__Data shown__:
=== Begin Enclosure ===
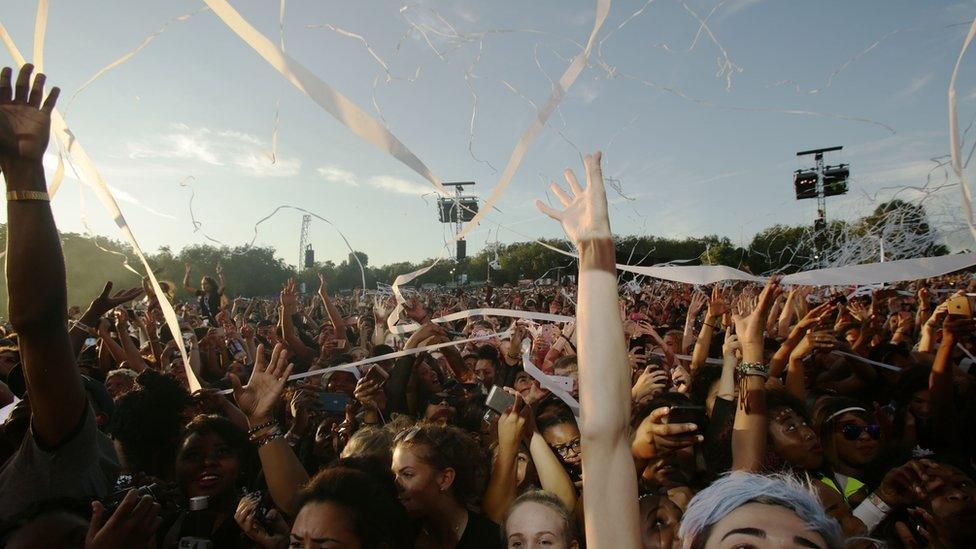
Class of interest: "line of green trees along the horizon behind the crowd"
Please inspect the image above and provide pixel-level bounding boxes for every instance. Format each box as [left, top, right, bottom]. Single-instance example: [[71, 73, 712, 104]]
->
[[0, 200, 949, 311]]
=== End Enclosure ===
=== Begin Enclosure ===
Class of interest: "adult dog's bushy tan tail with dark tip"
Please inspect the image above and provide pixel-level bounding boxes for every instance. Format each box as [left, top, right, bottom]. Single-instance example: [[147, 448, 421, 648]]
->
=== End Enclosure ===
=== Begin Enclosure ===
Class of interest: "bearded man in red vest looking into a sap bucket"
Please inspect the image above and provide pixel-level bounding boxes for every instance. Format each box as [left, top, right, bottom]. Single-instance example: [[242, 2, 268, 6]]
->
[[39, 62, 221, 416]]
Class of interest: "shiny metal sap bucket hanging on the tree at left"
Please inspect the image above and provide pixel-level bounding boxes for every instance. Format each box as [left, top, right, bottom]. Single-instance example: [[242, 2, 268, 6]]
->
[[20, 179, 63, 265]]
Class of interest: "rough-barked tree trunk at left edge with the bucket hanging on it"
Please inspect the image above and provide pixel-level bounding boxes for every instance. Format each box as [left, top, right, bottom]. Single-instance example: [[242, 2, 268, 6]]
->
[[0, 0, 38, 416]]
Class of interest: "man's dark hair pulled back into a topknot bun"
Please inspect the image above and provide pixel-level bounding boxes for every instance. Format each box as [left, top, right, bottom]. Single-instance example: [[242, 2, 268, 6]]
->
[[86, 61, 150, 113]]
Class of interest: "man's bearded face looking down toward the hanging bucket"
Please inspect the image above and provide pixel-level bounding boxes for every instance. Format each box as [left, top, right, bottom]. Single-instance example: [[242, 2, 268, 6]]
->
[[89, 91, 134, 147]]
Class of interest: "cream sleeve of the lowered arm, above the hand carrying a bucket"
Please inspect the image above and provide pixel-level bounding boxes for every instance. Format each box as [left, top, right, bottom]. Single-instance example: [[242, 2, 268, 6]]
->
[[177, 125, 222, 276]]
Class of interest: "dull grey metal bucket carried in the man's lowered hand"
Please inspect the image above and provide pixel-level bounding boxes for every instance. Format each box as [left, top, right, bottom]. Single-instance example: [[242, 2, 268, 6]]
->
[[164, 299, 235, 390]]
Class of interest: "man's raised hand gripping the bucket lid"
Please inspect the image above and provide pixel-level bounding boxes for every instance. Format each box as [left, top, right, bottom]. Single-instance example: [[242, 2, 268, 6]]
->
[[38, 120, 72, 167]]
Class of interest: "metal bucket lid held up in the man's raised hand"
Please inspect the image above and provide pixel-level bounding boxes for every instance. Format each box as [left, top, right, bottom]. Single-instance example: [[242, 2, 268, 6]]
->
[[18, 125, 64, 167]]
=== End Enclosure ===
From the records above, quote only the lines running from the line with "bearded face looking" to the line with "raised hand gripping", both lines included.

__Solution to the exercise__:
Class of interest: "man's bearded face looking down toward the hanging bucket"
Please inspect the image above and provide pixel-level bounding boxes for every instance. Format each box as [left, top, right, bottom]. Single-instance example: [[242, 2, 268, 6]]
->
[[89, 91, 134, 147]]
Class of interest: "cream sleeve of the lowered arm, above the hand carrying a bucket"
Please inspect the image above and provide pixel-level bounding boxes for every instance. Format each box as [left, top, right, bottom]. Single-instance example: [[242, 2, 268, 6]]
->
[[177, 125, 222, 276]]
Class of interest: "dull grey metal bucket carried in the man's lowered hand"
Please inspect the image above and provide pixel-level bounding boxes for every instance. Format each box as [left, top, right, bottom]. Single-instance example: [[242, 2, 268, 6]]
->
[[164, 299, 235, 390]]
Class of interest: "man's raised hand gripping the bucket lid"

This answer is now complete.